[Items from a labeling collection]
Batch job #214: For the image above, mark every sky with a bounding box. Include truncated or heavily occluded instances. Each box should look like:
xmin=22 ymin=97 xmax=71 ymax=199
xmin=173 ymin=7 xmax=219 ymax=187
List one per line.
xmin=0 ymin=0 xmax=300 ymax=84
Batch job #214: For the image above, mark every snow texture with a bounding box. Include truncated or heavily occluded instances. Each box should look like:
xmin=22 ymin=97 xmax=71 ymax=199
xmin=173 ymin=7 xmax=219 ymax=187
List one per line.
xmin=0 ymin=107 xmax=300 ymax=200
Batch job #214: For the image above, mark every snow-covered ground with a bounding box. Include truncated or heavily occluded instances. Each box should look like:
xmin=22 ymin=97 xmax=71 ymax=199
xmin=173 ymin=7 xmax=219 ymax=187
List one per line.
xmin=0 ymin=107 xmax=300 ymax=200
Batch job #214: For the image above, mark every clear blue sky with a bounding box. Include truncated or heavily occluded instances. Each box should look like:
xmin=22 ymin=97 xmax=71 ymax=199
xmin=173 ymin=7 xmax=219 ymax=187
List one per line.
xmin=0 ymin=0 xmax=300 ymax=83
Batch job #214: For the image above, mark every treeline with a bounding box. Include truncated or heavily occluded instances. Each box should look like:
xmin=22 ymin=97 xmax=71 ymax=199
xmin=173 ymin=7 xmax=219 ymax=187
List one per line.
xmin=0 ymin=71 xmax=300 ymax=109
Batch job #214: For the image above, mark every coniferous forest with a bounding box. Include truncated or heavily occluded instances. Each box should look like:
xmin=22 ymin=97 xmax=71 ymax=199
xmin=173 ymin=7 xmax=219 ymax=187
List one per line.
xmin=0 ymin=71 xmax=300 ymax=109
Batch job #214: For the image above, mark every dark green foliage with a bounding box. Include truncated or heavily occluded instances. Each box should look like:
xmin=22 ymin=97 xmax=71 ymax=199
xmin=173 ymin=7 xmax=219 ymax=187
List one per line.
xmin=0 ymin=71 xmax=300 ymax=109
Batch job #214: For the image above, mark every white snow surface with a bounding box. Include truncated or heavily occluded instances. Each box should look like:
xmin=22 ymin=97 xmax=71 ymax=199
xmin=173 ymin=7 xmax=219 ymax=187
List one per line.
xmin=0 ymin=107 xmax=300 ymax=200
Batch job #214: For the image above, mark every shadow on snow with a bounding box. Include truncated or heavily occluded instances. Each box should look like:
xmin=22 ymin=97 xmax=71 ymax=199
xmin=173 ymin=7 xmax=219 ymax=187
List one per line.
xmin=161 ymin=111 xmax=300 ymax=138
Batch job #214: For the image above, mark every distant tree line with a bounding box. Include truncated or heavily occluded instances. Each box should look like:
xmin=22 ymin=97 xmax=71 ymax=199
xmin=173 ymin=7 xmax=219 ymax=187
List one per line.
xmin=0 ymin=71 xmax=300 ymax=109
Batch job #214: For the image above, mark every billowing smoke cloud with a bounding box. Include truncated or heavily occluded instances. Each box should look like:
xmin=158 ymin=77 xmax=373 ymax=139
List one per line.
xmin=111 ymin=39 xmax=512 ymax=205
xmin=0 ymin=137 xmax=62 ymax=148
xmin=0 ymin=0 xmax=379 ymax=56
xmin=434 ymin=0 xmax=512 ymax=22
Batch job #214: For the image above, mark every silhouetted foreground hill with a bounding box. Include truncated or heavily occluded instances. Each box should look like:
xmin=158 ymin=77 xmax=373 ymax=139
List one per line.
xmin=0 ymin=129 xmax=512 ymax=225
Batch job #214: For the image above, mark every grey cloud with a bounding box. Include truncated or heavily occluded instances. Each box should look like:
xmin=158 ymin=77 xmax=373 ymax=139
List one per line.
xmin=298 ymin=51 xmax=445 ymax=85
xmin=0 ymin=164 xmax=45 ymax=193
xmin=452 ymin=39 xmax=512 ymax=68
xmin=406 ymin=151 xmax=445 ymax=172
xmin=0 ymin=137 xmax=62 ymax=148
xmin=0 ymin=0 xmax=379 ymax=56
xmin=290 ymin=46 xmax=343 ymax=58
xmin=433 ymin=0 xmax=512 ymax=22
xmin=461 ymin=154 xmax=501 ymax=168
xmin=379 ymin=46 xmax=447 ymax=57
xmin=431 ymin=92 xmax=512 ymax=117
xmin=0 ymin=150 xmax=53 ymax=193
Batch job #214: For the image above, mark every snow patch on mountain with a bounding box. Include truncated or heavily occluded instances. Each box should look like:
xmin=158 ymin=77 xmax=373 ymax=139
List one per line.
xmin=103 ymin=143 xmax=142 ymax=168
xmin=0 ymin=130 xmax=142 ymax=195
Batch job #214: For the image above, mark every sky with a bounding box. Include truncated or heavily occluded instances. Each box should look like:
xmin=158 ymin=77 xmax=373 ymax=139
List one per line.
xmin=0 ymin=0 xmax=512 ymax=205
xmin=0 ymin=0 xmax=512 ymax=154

→ **Aim of the task**
Rewrite all of the material, putting "partly hidden" wherever "heavily occluded" occurs and keeping everything else the same.

→ **Solution for this exercise**
Batch job #214: For the image above, mark every sky with a bounding box. Include truncated or partly hidden instances. Each box should look like:
xmin=22 ymin=97 xmax=71 ymax=199
xmin=173 ymin=7 xmax=219 ymax=187
List one per line.
xmin=0 ymin=0 xmax=300 ymax=84
Batch job #214: For the image above, mark every snow texture with a bounding box. Include truncated or partly hidden instances. Each box should look like:
xmin=22 ymin=97 xmax=71 ymax=199
xmin=173 ymin=7 xmax=219 ymax=187
List one per line.
xmin=0 ymin=107 xmax=300 ymax=200
Batch job #214: For the image above, mark every snow-covered ground with a bounding box. Include truncated or partly hidden instances. Each box should look like:
xmin=22 ymin=97 xmax=71 ymax=199
xmin=173 ymin=7 xmax=219 ymax=187
List one per line.
xmin=0 ymin=107 xmax=300 ymax=200
Batch job #214: For the image above, mark every clear blue sky with a bounding box. Include truncated or partly hidden instances. Each box should look like:
xmin=22 ymin=97 xmax=71 ymax=199
xmin=173 ymin=7 xmax=219 ymax=187
List one per line.
xmin=0 ymin=0 xmax=300 ymax=83
Batch job #214: For the image above, mark every treeline with a bounding box. Include truncated or partly hidden instances. Each box should look like:
xmin=22 ymin=97 xmax=71 ymax=199
xmin=173 ymin=7 xmax=219 ymax=187
List one per line.
xmin=0 ymin=71 xmax=300 ymax=109
Batch job #214: For the image above, mark every coniferous forest with a bounding box. Include truncated or partly hidden instances. Each box should look like:
xmin=22 ymin=97 xmax=71 ymax=199
xmin=173 ymin=7 xmax=219 ymax=187
List one per line.
xmin=0 ymin=71 xmax=300 ymax=109
Batch job #214: For the image above, mark every dark green foliage with a bounding box. Include truncated or partly hidden instances. Each box should look like:
xmin=22 ymin=97 xmax=71 ymax=199
xmin=173 ymin=7 xmax=219 ymax=187
List one per line.
xmin=0 ymin=71 xmax=300 ymax=109
Batch job #214: For the image above, mark every white snow surface with a bounding box. Include truncated or partly hidden instances. Each box should look like:
xmin=22 ymin=97 xmax=71 ymax=199
xmin=173 ymin=7 xmax=219 ymax=187
List one per line.
xmin=0 ymin=107 xmax=300 ymax=200
Batch job #214: For the image above, mark every shadow on snow with a bounding box. Include truncated or partly hidden instances. Each box should look like:
xmin=22 ymin=97 xmax=71 ymax=199
xmin=173 ymin=7 xmax=219 ymax=187
List one per line.
xmin=161 ymin=111 xmax=300 ymax=138
Batch job #214: For the image above, mark every distant tree line with a bounding box. Include truncated or partly hidden instances. Each box should look like:
xmin=22 ymin=97 xmax=71 ymax=199
xmin=173 ymin=7 xmax=219 ymax=187
List one per line.
xmin=0 ymin=71 xmax=300 ymax=109
Batch job #214: For the image above, mark every billowing smoke cloud with a bounding box. Include truncated or partly hidden instances. Each box should look like:
xmin=158 ymin=77 xmax=373 ymax=139
List one per line.
xmin=111 ymin=39 xmax=512 ymax=205
xmin=0 ymin=137 xmax=62 ymax=148
xmin=0 ymin=0 xmax=379 ymax=56
xmin=434 ymin=0 xmax=512 ymax=22
Batch job #214: For the image above, mark every silhouetted foreground hill with a bounding box. Include truncated or partly hidden instances. Each box should look like:
xmin=158 ymin=77 xmax=373 ymax=139
List one per line.
xmin=0 ymin=129 xmax=512 ymax=225
Batch job #214: For the image above, mark every grey cloud with a bounding box. Include truncated or partly hidden instances. Each box should look like:
xmin=158 ymin=77 xmax=373 ymax=139
List one per line.
xmin=298 ymin=51 xmax=445 ymax=85
xmin=0 ymin=164 xmax=45 ymax=193
xmin=452 ymin=39 xmax=512 ymax=68
xmin=406 ymin=151 xmax=445 ymax=172
xmin=0 ymin=137 xmax=62 ymax=148
xmin=0 ymin=0 xmax=379 ymax=56
xmin=290 ymin=46 xmax=343 ymax=58
xmin=433 ymin=0 xmax=512 ymax=22
xmin=461 ymin=154 xmax=501 ymax=168
xmin=379 ymin=46 xmax=447 ymax=57
xmin=431 ymin=92 xmax=512 ymax=117
xmin=0 ymin=150 xmax=53 ymax=193
Batch job #214: For the image above, mark every snow patch on mountain with a bounding box. Include truncated or partly hidden instances. Each box should look like:
xmin=158 ymin=77 xmax=373 ymax=139
List one per line.
xmin=103 ymin=143 xmax=142 ymax=168
xmin=0 ymin=130 xmax=142 ymax=195
Batch job #214: For the image above, mark every sky with a bounding box. Include truncated or partly hidden instances. Each box should look like:
xmin=158 ymin=77 xmax=373 ymax=139
List one per line.
xmin=0 ymin=0 xmax=512 ymax=205
xmin=0 ymin=0 xmax=512 ymax=154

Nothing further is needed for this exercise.